═══ TEXTE SOURCE

Ce panel des neuvièmes rencontres des études africaines de France (REAF) entend questionner les conséquences sociopolitiques de la transformation numérique de l’espace médiatique. Les contributions que nous attendons doivent questionner les incidences concrètes de ces mutations sur la qualité de l’information, sur la vitalité démocratique, le droit à l’information, la liberté d’expression, les mécanismes qui permettent aux journalistes de produire de façon endogène des informations, les logiques d’adaptation développées par les journalistes adaptation et ce qu’elles font à l’accès des citoyens à une information fiable, et la place des activistes dans cette nouvelle configuration. 

Announcement

Panel organisé aux rencontres des études africaines de France (29 juin-2 juillet 2025) à Paris 

Coordination

Mame Yacine Diagne (CESTI-UCAD) et Saliou Ngom (IFAN).

Argumentaire

Dans la littérature, les médias numériques sont souvent présentés comme vecteur d’un renouveau de la citoyenneté (Flichy, 2010 ; Greffet, Wojcik, 2014) et un « canal d’expression civique » (Vedel, 2003, p.81). En donnant la parole aux catégories qui étaient exclues, ils bousculent les règles de participation politique formelles et informelles réputées garantes de l’ordre public (Arsène, 2013). Les dynamiques participatives et expressives qu’ils initient se traduisent par des modes d’engagement distancié (Granjon, 2001) qui reconfigurent l’espace public à travers différentes logiques de « webactivisme » (Bouille, Robert-Demontrond, 2015) et de militantisme numérique (Greffet, 2016 ; Bergami, Barbosa, 2017).

══════
═══ LES DONNÉES

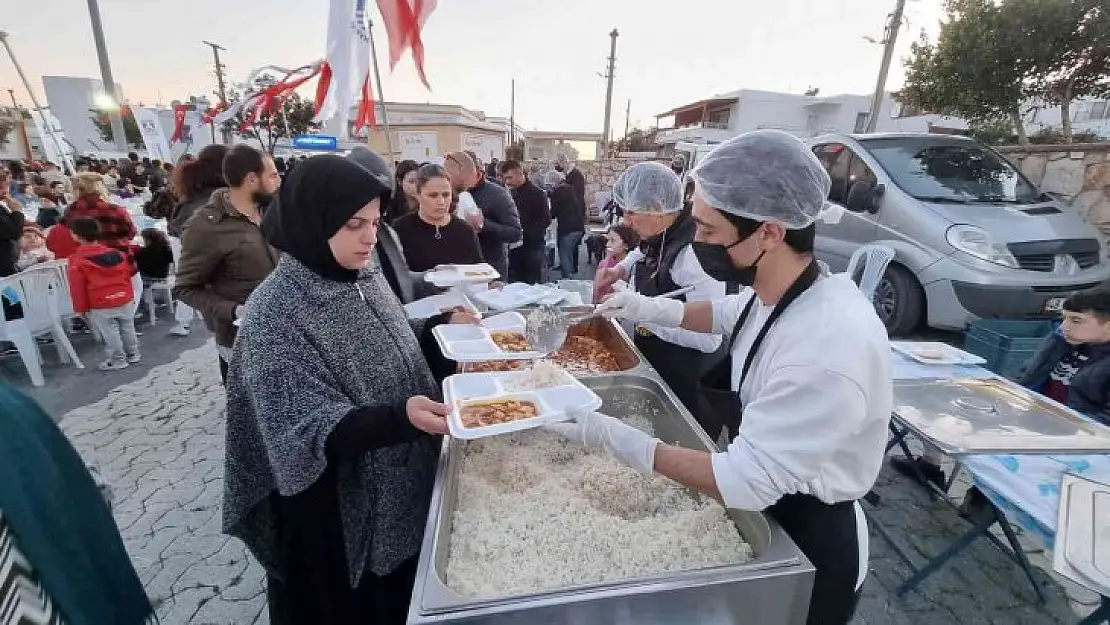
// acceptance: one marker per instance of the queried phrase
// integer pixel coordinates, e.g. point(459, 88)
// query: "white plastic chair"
point(39, 294)
point(876, 259)
point(164, 286)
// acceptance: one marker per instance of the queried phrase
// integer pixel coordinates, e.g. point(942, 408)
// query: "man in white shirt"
point(806, 392)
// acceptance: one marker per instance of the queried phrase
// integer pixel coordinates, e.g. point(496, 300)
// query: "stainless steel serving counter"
point(773, 588)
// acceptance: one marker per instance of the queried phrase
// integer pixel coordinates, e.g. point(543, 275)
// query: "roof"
point(700, 104)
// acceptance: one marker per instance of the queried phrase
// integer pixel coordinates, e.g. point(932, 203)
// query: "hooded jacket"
point(99, 278)
point(223, 258)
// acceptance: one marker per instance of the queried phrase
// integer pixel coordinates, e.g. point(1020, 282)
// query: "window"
point(861, 121)
point(836, 159)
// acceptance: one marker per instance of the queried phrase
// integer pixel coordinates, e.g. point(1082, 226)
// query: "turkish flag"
point(179, 121)
point(404, 20)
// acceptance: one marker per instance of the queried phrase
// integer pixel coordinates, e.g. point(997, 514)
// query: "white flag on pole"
point(349, 59)
point(153, 137)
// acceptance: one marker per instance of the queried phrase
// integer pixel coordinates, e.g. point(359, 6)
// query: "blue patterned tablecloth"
point(1026, 487)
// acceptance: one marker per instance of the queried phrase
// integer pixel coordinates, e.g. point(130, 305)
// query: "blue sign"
point(321, 142)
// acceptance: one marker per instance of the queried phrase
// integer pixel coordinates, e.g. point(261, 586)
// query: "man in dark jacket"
point(571, 214)
point(574, 177)
point(224, 255)
point(500, 223)
point(11, 225)
point(525, 263)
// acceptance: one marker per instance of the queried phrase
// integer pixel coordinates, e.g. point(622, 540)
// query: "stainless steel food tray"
point(772, 588)
point(611, 334)
point(1082, 533)
point(994, 415)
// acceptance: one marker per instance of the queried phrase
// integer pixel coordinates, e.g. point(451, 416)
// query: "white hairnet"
point(764, 175)
point(554, 179)
point(648, 188)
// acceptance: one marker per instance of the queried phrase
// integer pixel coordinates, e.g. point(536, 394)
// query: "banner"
point(153, 137)
point(53, 139)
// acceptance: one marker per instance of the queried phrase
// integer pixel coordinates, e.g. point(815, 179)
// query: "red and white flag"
point(345, 77)
point(404, 20)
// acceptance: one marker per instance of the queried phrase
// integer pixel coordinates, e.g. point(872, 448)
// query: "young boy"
point(1072, 365)
point(100, 286)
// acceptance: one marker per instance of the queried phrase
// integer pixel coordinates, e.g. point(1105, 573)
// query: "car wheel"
point(899, 301)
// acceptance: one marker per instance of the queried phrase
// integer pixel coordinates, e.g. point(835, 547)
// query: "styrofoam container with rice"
point(456, 274)
point(496, 338)
point(487, 404)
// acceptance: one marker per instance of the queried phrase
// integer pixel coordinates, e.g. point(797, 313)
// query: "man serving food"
point(806, 389)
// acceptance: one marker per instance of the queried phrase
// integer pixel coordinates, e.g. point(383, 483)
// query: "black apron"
point(826, 533)
point(680, 368)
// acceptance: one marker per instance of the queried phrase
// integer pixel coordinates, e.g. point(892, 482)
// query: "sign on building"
point(420, 147)
point(486, 147)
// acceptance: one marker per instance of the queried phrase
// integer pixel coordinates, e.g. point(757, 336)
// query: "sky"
point(668, 52)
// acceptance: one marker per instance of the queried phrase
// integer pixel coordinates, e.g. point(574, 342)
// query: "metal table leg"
point(981, 526)
point(1100, 615)
point(1019, 554)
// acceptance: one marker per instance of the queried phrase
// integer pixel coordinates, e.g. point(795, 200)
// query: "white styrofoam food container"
point(472, 343)
point(921, 351)
point(453, 275)
point(510, 296)
point(554, 404)
point(434, 304)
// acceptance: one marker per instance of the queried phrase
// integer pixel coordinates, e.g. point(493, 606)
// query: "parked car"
point(974, 237)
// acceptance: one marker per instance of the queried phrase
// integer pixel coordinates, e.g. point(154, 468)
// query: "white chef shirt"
point(816, 401)
point(686, 271)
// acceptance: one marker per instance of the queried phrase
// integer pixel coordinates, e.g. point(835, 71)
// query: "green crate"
point(1006, 344)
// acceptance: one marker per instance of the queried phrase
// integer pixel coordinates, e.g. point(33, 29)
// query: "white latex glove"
point(632, 305)
point(602, 432)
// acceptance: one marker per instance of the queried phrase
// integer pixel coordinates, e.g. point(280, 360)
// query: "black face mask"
point(718, 265)
point(261, 199)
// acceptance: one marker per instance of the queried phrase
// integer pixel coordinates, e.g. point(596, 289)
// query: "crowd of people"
point(334, 411)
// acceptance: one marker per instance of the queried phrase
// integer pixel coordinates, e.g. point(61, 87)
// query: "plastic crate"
point(1006, 344)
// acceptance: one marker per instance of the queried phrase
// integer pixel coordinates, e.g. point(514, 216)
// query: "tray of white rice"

══════

◆ **TRAVAIL DEMANDÉ**
1. Extrayez des enregistrements toutes les lignes qui contiennent la chaîne « stainless ».
2. Rédigez la suite du texte sur la transformation numérique de l'espace médiatique, en commençant après sa dernière phrase.

◆ **RÉPONSES PAR CONSIGNE**
1.
// query: "stainless steel serving counter"
// query: "stainless steel food tray"

2.
Dans le contexte sénégalais, ces transformations bouleversent les canaux habituels de participation ainsi que la construction du pouvoir politique : l’émergence de nouvelles catégories d’activistes politiques bouleverse la construction élitiste du pouvoir politique, qui était déjà challengée par la « y en a marrisation ».1 Ces transformations politiques et numériques bousculent le champ journalistique qui est traditionnellement considéré dans les démocraties contemporaines comme un espace par excellence de production, de diffusion et de circulation de l’information : l’émergence d’acteurs non-professionnels dans le champ de l’information (blogueurs, influenceurs, activistes numériques) vient bouleverser les frontières traditionnelles du journalisme, en contestant l’hégémonie des journalistes professionnels.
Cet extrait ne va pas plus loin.